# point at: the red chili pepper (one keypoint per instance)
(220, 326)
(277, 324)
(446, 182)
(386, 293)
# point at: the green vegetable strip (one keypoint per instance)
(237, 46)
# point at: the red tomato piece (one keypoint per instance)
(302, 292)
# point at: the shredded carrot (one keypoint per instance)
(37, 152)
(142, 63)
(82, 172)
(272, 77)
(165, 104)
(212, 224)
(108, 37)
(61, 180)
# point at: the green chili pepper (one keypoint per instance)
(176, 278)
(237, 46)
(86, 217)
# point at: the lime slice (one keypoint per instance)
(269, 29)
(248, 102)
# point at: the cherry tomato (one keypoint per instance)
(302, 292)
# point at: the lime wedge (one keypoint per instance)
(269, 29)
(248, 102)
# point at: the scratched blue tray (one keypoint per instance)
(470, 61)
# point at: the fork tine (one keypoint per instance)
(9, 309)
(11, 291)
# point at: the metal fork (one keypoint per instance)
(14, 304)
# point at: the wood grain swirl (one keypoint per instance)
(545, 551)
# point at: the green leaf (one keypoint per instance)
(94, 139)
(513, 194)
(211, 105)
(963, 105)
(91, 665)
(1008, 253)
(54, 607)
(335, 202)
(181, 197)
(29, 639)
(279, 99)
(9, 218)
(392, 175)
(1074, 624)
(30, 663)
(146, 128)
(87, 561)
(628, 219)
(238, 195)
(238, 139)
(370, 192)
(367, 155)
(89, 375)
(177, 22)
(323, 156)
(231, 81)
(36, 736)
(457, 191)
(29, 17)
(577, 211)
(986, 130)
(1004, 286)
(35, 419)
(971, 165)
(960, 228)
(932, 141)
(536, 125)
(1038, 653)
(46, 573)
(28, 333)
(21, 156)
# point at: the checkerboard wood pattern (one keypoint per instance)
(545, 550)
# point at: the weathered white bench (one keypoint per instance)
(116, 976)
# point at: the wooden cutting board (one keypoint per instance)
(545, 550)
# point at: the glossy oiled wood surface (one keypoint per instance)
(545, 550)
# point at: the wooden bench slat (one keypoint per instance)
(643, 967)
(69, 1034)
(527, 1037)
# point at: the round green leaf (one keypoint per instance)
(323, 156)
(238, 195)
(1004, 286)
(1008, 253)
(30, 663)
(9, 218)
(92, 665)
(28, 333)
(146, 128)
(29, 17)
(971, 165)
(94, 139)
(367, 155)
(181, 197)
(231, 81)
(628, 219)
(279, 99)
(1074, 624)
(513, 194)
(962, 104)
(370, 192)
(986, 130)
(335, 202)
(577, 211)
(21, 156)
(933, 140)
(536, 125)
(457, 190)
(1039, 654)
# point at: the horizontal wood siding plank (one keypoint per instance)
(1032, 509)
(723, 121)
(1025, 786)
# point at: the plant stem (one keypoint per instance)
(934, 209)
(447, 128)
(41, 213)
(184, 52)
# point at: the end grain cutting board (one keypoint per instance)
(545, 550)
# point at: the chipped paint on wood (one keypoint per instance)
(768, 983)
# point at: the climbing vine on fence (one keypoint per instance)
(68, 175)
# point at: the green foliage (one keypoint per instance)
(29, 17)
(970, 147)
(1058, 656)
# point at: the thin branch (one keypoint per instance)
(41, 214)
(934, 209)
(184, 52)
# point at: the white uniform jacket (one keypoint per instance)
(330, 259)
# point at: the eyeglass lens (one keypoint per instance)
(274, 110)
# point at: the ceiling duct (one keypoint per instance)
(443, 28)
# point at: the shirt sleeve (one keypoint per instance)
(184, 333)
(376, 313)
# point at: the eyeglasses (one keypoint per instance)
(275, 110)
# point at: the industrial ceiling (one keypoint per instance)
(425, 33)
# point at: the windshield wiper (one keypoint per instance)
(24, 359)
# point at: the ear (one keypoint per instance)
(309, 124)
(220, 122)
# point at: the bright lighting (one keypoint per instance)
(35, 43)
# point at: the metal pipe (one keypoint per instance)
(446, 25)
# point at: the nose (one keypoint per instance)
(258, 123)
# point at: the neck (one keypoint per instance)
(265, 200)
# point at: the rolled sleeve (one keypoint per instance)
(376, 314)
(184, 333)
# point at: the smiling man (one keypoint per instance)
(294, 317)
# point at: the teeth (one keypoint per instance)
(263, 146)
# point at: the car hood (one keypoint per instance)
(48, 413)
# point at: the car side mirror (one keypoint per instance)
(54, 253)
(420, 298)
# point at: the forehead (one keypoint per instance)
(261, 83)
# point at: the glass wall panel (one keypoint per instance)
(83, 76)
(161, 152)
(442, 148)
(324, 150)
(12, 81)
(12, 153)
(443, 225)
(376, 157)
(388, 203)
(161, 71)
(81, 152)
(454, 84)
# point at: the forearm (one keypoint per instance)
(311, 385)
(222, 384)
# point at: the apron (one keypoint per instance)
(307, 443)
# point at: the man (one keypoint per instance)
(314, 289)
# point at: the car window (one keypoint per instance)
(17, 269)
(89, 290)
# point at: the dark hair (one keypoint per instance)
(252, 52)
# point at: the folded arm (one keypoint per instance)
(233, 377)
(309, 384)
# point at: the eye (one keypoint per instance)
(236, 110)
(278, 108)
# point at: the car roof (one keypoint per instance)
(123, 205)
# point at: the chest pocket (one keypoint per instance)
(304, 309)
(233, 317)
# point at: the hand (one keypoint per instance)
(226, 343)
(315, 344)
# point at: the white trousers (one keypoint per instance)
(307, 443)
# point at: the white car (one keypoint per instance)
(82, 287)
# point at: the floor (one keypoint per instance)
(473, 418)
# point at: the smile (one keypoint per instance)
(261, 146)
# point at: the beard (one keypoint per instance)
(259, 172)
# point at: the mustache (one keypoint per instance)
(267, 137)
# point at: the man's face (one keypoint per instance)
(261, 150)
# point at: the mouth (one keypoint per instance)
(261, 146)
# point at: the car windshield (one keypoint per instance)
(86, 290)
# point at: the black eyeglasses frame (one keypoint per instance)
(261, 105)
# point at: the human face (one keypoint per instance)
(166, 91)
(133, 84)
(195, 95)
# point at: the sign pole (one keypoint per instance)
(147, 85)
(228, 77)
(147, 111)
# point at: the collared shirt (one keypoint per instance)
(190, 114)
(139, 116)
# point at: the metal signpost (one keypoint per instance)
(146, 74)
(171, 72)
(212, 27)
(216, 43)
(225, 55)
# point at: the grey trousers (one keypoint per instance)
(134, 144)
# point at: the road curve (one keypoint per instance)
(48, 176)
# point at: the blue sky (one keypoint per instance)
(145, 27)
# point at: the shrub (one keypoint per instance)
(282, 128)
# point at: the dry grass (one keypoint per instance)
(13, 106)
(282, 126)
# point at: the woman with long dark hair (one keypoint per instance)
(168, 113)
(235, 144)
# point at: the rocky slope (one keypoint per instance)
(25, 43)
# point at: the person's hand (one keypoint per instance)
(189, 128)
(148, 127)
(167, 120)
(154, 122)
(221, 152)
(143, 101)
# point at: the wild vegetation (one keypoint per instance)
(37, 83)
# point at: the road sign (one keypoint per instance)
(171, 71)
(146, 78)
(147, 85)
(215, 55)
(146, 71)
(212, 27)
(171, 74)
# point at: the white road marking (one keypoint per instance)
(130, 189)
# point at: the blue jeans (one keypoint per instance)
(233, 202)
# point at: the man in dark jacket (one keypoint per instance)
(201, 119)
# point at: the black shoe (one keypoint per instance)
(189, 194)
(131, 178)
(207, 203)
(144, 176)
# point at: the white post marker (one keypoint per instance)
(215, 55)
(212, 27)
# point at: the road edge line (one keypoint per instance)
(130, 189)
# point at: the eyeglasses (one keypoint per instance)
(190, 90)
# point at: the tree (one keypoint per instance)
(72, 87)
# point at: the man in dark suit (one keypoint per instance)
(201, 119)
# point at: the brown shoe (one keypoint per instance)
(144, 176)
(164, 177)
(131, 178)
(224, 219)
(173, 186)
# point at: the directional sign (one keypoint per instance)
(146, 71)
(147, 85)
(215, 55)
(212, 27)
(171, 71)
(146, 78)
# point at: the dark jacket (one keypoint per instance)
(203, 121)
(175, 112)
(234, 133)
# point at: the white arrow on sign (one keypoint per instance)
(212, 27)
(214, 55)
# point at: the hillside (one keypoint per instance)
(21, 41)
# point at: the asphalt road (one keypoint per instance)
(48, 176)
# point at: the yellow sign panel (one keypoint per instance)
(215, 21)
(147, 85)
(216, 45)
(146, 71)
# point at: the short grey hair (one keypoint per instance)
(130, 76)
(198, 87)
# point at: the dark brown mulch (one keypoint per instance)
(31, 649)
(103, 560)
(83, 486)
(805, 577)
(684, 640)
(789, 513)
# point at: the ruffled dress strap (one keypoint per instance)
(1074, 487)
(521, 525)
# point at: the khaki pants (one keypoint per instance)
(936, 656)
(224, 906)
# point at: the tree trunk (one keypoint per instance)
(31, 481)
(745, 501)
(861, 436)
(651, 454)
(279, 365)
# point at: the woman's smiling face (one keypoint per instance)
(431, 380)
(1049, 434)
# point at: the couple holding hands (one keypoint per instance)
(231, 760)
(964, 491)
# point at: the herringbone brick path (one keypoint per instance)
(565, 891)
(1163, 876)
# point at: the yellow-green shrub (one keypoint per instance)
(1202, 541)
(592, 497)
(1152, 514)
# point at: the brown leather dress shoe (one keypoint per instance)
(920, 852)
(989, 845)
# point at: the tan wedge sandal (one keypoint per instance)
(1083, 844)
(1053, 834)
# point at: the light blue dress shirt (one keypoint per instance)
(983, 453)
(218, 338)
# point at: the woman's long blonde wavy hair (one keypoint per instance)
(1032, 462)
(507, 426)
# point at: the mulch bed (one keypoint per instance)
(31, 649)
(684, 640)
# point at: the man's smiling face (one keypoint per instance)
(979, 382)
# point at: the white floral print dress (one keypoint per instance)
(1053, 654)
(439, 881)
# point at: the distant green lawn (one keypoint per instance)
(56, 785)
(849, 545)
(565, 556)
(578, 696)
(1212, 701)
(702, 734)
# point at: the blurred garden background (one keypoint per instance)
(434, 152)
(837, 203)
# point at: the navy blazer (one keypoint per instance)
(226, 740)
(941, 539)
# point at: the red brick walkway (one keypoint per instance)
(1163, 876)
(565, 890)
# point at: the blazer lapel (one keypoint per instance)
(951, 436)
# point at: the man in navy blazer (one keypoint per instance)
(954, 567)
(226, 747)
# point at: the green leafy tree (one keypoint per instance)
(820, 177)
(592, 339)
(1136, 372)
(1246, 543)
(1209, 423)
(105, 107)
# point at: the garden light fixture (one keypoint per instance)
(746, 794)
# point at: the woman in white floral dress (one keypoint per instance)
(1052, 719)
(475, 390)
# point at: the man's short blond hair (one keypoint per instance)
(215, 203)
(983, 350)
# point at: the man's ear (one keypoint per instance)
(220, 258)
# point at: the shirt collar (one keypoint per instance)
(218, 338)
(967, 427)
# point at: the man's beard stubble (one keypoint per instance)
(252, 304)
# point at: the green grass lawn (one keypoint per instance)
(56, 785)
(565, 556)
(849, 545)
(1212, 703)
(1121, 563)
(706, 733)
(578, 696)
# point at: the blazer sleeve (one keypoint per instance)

#### [Your task]
From the line holding "# point at: the blurred" down to the final line above, quote every line exactly and only those lines.

#### [Answer in full]
# point at: the blurred garden background (one keypoint per instance)
(434, 152)
(837, 203)
# point at: the navy blazer (one keypoint per instance)
(226, 740)
(941, 539)
# point at: the red brick walkway (one keypoint per instance)
(1163, 876)
(565, 890)
# point at: the blazer lapel (one keypoint per instance)
(951, 436)
# point at: the man in navy blazer (one keypoint per instance)
(954, 567)
(226, 747)
# point at: the green leafy tree (one keypoint per instance)
(820, 177)
(592, 339)
(1136, 372)
(1246, 543)
(1209, 423)
(105, 107)
# point at: the garden light fixture (one keypoint per instance)
(746, 794)
# point at: the woman in white floral dress (one keypoint per instance)
(1052, 719)
(475, 390)
# point at: the man's short blond hair (one keypoint per instance)
(215, 203)
(983, 350)
# point at: the man's ear (one keypoint per instance)
(220, 258)
# point at: the shirt collar (one keypoint per instance)
(218, 338)
(967, 427)
# point at: the man's beard stubble (one keypoint per instance)
(252, 304)
# point at: the green grass lawn (one keypoint per instance)
(56, 785)
(565, 556)
(849, 545)
(1212, 703)
(1121, 563)
(706, 733)
(578, 696)
# point at: the blazer sleeve (one keypoint per instance)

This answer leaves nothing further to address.